What to produce ->
Will you copy the listing below word for word, starting with the line that contains "Tag the rear bumper" and going on through the last line of the listing, with both of those lines included?

Extracted entries ->

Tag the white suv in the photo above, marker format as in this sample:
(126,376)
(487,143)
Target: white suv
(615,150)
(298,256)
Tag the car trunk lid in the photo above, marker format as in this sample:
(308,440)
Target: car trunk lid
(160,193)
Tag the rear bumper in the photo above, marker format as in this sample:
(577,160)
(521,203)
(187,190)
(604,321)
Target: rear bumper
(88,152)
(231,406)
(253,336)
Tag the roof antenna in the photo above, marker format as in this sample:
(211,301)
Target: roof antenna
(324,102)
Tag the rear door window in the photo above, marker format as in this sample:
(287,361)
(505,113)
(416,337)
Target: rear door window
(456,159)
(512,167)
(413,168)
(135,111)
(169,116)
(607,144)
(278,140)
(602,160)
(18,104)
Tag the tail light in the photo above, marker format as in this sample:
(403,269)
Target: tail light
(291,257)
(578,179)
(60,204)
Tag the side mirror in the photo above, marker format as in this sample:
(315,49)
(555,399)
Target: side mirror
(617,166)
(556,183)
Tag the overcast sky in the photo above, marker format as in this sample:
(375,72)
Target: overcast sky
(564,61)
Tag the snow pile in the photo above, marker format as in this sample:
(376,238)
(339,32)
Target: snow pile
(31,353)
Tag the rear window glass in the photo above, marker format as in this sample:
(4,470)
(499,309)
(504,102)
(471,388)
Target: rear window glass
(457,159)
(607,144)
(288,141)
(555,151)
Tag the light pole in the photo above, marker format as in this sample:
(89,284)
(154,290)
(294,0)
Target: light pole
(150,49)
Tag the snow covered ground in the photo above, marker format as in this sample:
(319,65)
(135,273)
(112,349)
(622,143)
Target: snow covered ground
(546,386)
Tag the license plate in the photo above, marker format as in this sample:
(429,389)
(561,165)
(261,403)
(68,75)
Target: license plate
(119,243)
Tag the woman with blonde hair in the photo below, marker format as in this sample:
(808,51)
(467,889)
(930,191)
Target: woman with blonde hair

Written response ->
Tag the rear bumper in the photo above, marker format as in this sample:
(577,160)
(521,203)
(187,190)
(604,321)
Target: rear bumper
(88,152)
(231,406)
(253,336)
Tag the roof antenna in the photo above, marker format as in this sample:
(211,301)
Target: roof antenna
(324,102)
Tag the rear door window in the photo above, marker format as in this sample:
(287,361)
(505,113)
(416,337)
Target: rear door window
(456,159)
(512,167)
(413,168)
(135,111)
(169,116)
(607,144)
(278,140)
(602,160)
(18,104)
Tag the tail light in the photo above, marker format as in this sample:
(403,269)
Target: tail light
(291,257)
(578,179)
(60,204)
Tag the side mirror in the photo above, marker format as in this sample:
(315,49)
(555,399)
Target: side mirror
(617,166)
(556,183)
Tag the overcast sky in the photo above, marker format as in this sample:
(375,72)
Target: overcast sky
(564,61)
Tag the snow pile in the photo above, marker format as in this sample:
(376,238)
(339,32)
Target: snow pile
(31,353)
Tag the rear window glass in the photo above, marker format as in this sample:
(4,470)
(499,309)
(504,102)
(471,388)
Target: rear window glass
(457,159)
(607,144)
(288,141)
(555,151)
Tag the light pole in the photo above, marker format as in this sample:
(89,284)
(154,290)
(294,0)
Target: light pole
(150,49)
Tag the snow covered ground in the photo above, marker format as in this sample:
(319,65)
(135,273)
(112,349)
(622,143)
Target: snow covered ground
(546,386)
Tag the license plate in the photo above, marker format as in this sample:
(429,389)
(561,165)
(261,403)
(68,75)
Target: license plate
(119,243)
Tag the woman with blonde hair in the photo below, marker format as in this sample:
(808,51)
(467,889)
(930,191)
Target: woman with blonde hair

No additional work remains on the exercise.